** START OF Dataset records **

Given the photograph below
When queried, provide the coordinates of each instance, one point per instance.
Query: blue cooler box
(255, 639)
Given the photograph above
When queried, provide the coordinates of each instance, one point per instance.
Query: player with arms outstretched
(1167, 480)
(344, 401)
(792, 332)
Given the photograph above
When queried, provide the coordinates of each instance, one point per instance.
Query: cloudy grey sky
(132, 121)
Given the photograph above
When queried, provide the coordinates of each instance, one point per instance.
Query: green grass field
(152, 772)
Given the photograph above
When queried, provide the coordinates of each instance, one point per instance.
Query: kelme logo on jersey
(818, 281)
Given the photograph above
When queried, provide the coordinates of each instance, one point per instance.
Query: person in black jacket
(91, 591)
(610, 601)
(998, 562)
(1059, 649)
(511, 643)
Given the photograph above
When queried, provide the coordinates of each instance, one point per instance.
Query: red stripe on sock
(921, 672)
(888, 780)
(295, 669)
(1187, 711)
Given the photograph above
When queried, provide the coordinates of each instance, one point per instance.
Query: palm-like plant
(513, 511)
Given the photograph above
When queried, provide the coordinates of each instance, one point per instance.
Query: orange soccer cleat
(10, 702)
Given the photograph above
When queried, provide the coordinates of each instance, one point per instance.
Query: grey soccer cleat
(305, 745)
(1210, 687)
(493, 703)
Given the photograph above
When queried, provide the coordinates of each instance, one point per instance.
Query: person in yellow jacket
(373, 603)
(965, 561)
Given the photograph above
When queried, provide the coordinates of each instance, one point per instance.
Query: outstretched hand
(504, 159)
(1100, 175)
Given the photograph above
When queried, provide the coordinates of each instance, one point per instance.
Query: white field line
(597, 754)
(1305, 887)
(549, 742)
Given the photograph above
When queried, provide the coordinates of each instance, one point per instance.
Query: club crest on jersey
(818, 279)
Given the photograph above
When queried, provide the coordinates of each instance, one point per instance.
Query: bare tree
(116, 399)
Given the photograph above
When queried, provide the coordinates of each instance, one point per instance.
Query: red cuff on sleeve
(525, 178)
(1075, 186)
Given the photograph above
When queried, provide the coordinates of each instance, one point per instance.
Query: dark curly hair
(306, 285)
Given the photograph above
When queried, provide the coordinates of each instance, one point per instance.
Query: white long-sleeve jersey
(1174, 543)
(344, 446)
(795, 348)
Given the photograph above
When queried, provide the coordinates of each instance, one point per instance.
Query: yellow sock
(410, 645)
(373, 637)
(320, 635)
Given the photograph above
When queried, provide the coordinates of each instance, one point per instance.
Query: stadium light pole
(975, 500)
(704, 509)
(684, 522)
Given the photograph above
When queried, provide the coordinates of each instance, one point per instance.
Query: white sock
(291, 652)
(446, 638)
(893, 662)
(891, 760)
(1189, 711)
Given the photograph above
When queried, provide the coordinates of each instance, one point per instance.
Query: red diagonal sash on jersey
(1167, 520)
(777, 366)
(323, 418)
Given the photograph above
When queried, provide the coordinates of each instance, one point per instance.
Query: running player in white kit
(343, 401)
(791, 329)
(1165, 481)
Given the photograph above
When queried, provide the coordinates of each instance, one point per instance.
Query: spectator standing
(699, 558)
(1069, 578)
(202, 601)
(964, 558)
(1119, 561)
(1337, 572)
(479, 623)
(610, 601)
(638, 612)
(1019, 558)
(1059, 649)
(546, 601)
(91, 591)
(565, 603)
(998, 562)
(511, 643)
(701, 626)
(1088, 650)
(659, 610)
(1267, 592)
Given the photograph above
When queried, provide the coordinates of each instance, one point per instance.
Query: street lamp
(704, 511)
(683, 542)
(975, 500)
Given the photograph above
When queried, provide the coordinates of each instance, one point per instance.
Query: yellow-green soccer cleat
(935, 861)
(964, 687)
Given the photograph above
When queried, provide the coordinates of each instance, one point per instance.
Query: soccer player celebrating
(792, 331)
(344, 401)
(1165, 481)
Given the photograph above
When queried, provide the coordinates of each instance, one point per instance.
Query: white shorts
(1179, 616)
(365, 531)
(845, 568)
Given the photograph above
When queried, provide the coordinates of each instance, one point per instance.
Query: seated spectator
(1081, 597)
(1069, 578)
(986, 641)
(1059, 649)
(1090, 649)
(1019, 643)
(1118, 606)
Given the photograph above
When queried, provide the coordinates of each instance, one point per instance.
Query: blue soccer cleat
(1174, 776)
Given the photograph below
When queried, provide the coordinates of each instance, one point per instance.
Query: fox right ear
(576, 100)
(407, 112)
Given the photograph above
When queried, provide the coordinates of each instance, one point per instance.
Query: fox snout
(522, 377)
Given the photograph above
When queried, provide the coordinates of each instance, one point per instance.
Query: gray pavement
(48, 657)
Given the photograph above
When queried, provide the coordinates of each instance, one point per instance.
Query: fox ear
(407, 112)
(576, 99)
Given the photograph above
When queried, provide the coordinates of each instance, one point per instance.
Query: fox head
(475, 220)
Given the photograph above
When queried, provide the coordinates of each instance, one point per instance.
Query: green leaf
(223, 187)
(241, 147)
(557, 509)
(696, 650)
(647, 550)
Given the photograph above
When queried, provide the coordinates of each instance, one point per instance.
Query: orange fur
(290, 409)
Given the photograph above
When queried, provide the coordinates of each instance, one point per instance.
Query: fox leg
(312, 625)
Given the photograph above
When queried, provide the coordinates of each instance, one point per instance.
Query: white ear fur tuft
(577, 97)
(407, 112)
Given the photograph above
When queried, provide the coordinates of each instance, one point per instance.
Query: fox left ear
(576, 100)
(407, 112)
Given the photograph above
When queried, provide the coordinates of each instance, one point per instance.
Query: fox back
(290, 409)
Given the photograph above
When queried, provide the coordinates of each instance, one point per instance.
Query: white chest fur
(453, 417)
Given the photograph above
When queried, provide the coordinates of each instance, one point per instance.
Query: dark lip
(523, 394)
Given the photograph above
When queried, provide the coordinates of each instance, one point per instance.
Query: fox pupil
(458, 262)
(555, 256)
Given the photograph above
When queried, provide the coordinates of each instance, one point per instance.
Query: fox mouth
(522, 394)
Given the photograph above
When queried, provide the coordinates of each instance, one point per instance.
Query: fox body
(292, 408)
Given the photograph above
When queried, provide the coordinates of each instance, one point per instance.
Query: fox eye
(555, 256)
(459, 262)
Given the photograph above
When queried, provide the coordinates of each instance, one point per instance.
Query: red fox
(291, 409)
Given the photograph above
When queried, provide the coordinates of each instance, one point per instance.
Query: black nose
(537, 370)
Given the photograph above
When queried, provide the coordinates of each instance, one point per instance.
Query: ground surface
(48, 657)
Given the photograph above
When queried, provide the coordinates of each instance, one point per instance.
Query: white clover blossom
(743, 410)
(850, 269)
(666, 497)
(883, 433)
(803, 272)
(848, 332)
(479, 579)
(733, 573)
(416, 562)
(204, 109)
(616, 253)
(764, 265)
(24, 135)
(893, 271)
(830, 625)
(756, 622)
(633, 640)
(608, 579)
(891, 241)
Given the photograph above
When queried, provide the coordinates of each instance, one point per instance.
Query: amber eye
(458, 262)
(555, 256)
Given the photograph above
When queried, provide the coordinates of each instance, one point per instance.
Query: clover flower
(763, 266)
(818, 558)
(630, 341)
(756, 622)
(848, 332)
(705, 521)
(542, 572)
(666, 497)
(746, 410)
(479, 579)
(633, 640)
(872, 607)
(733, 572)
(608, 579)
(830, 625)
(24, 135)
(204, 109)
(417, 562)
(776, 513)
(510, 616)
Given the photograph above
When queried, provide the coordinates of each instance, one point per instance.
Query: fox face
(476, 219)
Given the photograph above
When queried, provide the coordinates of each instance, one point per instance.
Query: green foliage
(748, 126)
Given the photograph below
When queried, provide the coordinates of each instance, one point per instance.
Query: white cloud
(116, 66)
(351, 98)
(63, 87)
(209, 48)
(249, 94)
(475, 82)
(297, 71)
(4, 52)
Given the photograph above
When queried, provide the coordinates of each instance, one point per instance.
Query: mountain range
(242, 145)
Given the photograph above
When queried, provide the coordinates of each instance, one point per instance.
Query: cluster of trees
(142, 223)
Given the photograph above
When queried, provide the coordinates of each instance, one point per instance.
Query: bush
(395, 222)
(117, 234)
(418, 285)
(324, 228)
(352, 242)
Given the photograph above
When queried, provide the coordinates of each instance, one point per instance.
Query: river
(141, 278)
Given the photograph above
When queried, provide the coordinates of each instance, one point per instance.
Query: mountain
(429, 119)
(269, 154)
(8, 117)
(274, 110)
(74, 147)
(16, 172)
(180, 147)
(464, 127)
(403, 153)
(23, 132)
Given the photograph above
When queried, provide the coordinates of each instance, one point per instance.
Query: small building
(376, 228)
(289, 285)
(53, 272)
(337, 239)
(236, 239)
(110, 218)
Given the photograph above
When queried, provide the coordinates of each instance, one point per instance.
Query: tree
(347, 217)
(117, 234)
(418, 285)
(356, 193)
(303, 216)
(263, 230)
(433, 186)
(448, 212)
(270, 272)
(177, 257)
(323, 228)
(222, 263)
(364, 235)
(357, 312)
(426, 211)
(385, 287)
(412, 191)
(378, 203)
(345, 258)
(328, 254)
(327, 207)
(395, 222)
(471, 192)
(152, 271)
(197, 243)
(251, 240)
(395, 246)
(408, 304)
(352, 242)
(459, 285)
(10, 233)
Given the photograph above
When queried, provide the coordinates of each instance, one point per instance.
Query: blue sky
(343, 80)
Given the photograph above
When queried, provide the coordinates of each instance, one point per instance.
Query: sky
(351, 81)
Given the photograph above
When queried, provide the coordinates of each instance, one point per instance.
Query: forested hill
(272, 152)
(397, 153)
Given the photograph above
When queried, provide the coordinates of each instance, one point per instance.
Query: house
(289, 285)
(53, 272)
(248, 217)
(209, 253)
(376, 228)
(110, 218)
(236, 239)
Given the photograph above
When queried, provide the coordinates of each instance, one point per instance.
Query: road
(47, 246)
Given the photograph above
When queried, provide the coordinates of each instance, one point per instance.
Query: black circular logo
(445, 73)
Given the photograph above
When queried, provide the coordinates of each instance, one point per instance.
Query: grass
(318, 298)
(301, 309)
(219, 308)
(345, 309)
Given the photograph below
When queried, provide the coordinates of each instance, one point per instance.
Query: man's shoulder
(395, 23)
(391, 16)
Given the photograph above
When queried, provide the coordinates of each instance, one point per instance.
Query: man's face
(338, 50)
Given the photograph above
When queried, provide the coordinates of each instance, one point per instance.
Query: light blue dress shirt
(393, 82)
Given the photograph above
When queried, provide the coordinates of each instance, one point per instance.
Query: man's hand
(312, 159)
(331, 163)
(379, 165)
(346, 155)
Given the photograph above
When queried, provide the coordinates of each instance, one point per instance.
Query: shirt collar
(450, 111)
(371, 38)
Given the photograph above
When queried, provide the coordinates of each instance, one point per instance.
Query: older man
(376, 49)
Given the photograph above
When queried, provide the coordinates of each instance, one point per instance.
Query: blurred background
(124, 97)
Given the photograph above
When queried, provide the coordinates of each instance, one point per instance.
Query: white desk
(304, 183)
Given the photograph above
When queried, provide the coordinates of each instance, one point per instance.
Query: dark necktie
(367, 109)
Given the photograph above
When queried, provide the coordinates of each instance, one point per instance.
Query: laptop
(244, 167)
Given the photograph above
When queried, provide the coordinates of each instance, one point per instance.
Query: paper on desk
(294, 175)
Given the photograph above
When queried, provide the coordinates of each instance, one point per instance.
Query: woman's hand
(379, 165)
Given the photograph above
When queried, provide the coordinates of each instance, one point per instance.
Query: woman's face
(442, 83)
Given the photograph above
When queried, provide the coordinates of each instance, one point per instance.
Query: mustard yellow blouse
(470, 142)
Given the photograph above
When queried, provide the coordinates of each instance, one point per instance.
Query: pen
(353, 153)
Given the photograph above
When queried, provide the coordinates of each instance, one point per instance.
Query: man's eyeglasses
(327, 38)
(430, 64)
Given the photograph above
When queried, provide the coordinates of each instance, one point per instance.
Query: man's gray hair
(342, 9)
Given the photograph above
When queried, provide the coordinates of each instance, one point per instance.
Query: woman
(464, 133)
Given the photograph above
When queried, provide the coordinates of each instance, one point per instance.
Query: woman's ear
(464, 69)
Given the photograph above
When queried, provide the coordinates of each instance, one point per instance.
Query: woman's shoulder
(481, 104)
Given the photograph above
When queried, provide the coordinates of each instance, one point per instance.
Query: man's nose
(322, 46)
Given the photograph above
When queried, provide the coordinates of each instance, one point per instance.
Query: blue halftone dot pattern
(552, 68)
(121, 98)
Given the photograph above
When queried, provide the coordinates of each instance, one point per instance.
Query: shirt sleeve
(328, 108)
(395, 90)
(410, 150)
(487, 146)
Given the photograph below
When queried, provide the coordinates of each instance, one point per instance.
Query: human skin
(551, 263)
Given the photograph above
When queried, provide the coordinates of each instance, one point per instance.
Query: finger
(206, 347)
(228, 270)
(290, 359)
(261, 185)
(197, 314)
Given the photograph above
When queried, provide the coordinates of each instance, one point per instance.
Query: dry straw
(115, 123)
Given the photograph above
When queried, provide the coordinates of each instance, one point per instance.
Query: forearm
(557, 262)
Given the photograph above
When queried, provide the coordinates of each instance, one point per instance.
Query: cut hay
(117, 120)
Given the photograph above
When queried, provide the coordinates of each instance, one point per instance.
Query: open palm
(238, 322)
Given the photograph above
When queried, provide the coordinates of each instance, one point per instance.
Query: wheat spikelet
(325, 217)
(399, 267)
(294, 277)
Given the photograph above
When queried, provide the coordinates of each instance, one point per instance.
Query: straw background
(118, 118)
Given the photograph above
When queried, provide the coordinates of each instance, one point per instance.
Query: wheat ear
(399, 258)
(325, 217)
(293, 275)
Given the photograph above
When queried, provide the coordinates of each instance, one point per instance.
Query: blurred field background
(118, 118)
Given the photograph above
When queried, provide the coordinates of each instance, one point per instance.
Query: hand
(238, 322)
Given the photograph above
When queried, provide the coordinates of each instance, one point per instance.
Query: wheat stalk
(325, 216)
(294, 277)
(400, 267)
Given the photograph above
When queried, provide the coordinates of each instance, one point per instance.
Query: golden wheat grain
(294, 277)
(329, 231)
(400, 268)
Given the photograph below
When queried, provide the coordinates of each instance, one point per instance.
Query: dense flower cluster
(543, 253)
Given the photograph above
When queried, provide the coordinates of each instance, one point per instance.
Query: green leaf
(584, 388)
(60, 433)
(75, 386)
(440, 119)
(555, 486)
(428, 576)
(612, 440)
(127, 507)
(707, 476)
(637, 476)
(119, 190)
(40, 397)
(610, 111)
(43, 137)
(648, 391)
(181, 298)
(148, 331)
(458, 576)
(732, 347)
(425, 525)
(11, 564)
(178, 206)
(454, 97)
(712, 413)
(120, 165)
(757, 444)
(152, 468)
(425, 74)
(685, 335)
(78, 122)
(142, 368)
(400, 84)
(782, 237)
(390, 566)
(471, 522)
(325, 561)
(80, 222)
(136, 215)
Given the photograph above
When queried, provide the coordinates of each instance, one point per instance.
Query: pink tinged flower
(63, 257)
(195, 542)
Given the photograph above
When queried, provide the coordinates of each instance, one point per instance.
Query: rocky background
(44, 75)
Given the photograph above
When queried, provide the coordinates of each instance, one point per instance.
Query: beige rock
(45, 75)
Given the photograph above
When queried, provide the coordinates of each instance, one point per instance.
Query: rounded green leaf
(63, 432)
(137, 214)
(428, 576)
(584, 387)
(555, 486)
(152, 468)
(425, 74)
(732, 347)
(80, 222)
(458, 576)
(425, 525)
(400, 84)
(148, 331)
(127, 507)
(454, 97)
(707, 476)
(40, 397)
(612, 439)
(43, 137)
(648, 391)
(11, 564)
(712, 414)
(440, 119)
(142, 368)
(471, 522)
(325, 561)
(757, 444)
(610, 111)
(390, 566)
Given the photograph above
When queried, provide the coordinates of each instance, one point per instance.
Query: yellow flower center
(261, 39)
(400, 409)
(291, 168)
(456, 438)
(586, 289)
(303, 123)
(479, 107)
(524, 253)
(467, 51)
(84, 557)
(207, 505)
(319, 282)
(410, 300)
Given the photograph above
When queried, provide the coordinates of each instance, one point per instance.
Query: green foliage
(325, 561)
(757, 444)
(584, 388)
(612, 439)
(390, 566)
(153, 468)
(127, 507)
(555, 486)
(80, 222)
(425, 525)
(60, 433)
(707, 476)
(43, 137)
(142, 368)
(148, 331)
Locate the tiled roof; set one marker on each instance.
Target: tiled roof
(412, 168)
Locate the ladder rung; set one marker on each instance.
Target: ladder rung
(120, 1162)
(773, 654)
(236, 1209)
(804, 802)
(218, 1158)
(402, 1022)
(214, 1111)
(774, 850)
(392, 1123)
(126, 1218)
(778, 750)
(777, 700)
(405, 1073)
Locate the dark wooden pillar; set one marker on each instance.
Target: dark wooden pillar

** END OF Dataset records **

■ **Written exercise**
Reproduce exactly the lines from the one with "Locate the tiled" through the end of the entries above, both ends included.

■ **Response below**
Locate the tiled roof; set one marker on each instance.
Target: tiled roof
(412, 168)
Locate the ladder rung; set one marker on each instance.
Target: ladder rung
(120, 1162)
(773, 654)
(236, 1209)
(804, 802)
(218, 1158)
(402, 1022)
(214, 1111)
(774, 850)
(392, 1123)
(126, 1218)
(778, 750)
(777, 700)
(405, 1073)
Locate the dark wooden pillar; set one marker on each instance.
Target: dark wooden pillar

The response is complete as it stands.